### [Description of the task]
Set down exactly the lines that run from the line with "Please put a marker on the white name" to the end of the data, and nothing else.

### [Working data]

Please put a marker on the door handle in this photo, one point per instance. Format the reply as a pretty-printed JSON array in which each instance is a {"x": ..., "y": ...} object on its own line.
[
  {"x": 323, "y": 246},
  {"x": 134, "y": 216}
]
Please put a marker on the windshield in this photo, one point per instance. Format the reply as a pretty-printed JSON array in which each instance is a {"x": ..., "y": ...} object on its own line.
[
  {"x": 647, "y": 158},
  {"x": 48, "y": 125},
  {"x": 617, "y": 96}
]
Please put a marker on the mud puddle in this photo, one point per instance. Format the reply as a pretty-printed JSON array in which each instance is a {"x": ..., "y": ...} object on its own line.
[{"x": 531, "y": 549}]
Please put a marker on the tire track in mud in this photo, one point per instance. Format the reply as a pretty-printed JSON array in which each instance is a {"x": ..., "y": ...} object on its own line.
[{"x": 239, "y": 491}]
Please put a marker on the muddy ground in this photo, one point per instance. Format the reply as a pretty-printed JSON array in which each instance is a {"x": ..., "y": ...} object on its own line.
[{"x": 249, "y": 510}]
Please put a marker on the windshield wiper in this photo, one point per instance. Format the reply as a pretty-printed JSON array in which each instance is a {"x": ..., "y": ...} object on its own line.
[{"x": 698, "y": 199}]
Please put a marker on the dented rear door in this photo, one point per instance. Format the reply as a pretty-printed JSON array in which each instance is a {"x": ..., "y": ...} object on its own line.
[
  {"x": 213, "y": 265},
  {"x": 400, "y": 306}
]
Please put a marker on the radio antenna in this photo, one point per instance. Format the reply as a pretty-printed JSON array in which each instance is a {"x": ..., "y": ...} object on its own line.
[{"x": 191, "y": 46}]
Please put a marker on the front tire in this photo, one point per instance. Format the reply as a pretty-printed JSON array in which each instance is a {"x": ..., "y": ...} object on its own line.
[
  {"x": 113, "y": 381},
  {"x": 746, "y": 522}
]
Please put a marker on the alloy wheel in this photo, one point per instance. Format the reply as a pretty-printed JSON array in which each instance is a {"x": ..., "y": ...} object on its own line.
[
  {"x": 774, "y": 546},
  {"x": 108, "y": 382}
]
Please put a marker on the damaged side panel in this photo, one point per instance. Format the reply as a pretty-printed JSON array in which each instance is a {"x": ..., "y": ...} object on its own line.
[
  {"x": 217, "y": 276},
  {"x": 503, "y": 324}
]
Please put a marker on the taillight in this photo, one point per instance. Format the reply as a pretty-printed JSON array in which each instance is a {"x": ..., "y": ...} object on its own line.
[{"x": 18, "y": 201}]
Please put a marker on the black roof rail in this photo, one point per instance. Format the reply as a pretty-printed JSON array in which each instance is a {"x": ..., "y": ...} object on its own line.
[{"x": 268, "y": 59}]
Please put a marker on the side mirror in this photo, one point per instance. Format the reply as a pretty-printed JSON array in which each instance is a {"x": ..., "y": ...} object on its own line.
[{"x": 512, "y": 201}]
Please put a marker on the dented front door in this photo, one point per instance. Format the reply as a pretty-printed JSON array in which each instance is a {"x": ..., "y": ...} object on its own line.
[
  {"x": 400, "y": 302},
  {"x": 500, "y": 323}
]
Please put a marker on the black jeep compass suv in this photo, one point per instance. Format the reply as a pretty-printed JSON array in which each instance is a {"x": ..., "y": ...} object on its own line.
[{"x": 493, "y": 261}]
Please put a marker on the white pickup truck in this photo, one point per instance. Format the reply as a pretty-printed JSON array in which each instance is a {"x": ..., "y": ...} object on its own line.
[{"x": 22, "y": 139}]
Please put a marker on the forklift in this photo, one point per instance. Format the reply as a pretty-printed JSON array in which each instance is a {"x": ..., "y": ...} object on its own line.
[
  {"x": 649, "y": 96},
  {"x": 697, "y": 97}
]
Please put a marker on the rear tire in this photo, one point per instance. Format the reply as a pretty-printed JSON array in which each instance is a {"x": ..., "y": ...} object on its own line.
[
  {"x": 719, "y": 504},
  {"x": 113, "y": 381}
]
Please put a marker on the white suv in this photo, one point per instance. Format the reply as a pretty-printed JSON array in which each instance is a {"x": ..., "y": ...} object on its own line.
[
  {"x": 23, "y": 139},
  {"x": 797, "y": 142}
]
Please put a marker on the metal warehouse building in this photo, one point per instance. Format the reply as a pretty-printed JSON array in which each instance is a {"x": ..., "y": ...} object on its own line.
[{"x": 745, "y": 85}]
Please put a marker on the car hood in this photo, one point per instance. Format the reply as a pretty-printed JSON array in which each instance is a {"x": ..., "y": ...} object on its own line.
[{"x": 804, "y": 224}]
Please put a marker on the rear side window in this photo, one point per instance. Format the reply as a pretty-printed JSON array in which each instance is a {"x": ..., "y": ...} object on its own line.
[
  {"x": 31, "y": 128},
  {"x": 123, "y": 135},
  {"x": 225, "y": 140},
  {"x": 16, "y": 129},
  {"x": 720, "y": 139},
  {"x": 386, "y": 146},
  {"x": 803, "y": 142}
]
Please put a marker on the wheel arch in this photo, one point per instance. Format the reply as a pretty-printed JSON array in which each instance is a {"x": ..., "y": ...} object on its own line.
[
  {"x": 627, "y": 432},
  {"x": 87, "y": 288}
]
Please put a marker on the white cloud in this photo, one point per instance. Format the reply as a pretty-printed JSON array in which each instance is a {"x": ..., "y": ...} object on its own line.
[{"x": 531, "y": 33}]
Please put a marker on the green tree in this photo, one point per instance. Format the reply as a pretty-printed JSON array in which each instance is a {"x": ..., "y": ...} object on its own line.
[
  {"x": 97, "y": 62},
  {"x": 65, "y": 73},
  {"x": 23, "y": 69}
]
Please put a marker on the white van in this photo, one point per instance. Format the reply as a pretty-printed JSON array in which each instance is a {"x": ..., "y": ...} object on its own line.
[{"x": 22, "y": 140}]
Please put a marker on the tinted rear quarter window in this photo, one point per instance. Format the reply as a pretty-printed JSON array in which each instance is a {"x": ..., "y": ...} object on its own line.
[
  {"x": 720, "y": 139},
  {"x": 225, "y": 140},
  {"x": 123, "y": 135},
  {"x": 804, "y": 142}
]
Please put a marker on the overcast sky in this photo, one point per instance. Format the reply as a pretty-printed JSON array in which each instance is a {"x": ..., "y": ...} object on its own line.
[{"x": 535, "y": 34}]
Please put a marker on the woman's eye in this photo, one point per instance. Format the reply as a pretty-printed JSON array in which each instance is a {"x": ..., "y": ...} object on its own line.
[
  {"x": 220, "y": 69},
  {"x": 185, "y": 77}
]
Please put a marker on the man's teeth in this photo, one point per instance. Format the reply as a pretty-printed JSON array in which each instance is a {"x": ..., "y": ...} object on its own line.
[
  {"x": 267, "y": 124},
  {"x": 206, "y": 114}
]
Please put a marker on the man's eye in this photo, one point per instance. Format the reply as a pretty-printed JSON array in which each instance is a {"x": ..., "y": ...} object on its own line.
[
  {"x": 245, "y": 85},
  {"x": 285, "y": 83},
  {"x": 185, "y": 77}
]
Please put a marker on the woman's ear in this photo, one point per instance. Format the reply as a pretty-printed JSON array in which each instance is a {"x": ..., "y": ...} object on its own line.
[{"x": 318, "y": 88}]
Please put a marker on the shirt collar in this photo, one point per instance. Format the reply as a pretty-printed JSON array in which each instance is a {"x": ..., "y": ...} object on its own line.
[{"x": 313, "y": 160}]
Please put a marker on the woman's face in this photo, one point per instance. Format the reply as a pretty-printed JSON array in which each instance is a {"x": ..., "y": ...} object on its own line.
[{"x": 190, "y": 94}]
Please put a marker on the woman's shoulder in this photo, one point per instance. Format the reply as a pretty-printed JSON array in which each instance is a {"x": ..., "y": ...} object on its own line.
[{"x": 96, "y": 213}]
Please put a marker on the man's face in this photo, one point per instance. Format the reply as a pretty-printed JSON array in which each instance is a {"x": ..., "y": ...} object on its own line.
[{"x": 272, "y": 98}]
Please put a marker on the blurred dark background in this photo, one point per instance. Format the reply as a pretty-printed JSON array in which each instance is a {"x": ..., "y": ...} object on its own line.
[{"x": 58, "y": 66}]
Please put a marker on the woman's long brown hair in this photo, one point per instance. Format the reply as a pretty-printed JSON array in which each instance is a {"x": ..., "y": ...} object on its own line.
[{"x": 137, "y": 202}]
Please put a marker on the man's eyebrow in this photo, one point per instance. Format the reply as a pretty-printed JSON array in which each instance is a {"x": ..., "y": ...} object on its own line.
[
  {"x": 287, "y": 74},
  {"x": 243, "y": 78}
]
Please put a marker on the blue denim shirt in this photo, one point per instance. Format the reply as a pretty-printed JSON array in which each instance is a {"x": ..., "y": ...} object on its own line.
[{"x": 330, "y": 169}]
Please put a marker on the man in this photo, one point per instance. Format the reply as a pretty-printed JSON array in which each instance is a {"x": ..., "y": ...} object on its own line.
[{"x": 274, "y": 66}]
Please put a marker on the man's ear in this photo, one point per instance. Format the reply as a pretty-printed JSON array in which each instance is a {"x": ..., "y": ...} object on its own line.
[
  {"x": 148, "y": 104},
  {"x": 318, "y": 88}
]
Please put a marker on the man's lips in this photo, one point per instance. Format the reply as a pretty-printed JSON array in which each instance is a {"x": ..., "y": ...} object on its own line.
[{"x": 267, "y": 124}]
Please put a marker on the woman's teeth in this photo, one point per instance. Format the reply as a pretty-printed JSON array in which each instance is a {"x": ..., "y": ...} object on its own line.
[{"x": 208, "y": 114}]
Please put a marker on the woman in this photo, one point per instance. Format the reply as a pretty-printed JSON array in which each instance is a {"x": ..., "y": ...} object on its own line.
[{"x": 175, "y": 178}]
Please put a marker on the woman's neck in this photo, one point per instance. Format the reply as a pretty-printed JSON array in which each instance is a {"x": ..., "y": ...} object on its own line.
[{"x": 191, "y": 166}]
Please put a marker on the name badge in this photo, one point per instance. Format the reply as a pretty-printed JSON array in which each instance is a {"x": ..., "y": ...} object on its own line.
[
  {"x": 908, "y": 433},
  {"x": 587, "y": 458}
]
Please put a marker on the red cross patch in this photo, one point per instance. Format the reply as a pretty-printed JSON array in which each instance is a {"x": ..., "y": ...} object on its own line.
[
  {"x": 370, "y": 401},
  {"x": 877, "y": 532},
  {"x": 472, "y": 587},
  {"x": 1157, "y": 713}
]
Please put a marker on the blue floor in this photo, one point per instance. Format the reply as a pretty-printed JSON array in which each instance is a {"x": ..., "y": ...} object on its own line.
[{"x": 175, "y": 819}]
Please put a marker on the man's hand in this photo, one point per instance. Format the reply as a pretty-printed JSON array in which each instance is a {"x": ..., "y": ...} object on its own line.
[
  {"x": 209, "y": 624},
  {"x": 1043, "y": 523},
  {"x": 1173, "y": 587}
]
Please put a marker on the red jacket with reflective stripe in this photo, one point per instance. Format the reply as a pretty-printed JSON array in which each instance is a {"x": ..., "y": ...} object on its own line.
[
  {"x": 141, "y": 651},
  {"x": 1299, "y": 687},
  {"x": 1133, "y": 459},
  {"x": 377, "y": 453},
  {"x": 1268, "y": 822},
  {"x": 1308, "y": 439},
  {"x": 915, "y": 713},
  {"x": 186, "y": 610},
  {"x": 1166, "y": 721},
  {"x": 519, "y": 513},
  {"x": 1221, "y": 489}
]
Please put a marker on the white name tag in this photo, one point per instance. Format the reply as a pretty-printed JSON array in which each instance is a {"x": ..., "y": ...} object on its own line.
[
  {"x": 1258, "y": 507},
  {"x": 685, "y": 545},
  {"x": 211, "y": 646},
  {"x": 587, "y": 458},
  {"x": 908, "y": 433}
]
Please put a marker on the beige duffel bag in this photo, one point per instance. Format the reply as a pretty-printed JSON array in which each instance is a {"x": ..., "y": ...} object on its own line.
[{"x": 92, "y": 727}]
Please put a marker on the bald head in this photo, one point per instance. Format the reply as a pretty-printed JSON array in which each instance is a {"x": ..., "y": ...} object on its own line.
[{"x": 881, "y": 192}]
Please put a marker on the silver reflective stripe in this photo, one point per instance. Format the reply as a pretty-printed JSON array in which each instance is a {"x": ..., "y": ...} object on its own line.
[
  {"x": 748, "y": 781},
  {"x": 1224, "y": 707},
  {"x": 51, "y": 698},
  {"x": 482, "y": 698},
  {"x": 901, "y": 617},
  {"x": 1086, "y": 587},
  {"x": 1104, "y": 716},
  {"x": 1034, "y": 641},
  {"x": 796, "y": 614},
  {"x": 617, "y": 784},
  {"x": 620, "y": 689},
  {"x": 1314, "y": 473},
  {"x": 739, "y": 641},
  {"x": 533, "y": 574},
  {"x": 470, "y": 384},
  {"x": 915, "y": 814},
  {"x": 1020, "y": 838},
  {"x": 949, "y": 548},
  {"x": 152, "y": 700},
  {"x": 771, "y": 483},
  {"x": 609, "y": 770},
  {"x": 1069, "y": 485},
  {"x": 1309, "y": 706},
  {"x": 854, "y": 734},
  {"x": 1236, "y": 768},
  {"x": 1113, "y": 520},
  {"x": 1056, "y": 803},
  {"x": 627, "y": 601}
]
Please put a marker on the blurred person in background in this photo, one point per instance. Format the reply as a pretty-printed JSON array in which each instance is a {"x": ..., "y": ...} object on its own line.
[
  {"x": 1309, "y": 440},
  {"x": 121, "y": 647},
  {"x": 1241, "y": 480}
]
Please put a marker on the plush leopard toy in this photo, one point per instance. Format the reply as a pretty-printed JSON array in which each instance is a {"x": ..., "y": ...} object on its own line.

### [Answer]
Please put a marker on the white name tag in this photo, one point per instance. Format the reply as a pretty-printed JSON array in which each instance is a {"x": ..., "y": ...} object on its own line.
[
  {"x": 1258, "y": 507},
  {"x": 685, "y": 545},
  {"x": 211, "y": 646},
  {"x": 587, "y": 458},
  {"x": 908, "y": 433}
]
Please put a marker on the beige duffel bag in this photo, one point per instance. Format the reply as a pretty-printed JSON array in which each instance is a {"x": ..., "y": ...} object on its own line.
[{"x": 92, "y": 727}]
Please put a marker on the bald head in this photo, one point per instance. Format the reply as a pretty-printed JSON array in which each instance is a {"x": ..., "y": ...} object on its own line.
[{"x": 881, "y": 192}]
Please put a marker on the silver reflective stripe in this photo, one point per instance. Format the reply as a pretty-printed JSON array in which each instance is a {"x": ..., "y": ...} object on its own line.
[
  {"x": 748, "y": 781},
  {"x": 1224, "y": 707},
  {"x": 51, "y": 698},
  {"x": 482, "y": 698},
  {"x": 901, "y": 617},
  {"x": 1086, "y": 587},
  {"x": 1104, "y": 716},
  {"x": 1034, "y": 641},
  {"x": 796, "y": 614},
  {"x": 617, "y": 784},
  {"x": 620, "y": 689},
  {"x": 1314, "y": 473},
  {"x": 739, "y": 641},
  {"x": 533, "y": 574},
  {"x": 470, "y": 384},
  {"x": 915, "y": 814},
  {"x": 1020, "y": 838},
  {"x": 949, "y": 548},
  {"x": 152, "y": 700},
  {"x": 771, "y": 483},
  {"x": 609, "y": 770},
  {"x": 1069, "y": 485},
  {"x": 1309, "y": 706},
  {"x": 854, "y": 734},
  {"x": 1236, "y": 768},
  {"x": 1113, "y": 520},
  {"x": 1056, "y": 803},
  {"x": 627, "y": 601}
]
Please put a marker on the blurred person in background in this photo, one point per instance. Format the reply as a pretty-printed JSON array in which each instance is a {"x": ..., "y": ...} object on its own line.
[
  {"x": 1309, "y": 440},
  {"x": 121, "y": 647},
  {"x": 1241, "y": 480}
]
Please put a marker on the plush leopard toy in this photo, one point per instance. Format the reply as a pretty-printed JSON array in which each instance is a {"x": ..., "y": ...} object on its own line.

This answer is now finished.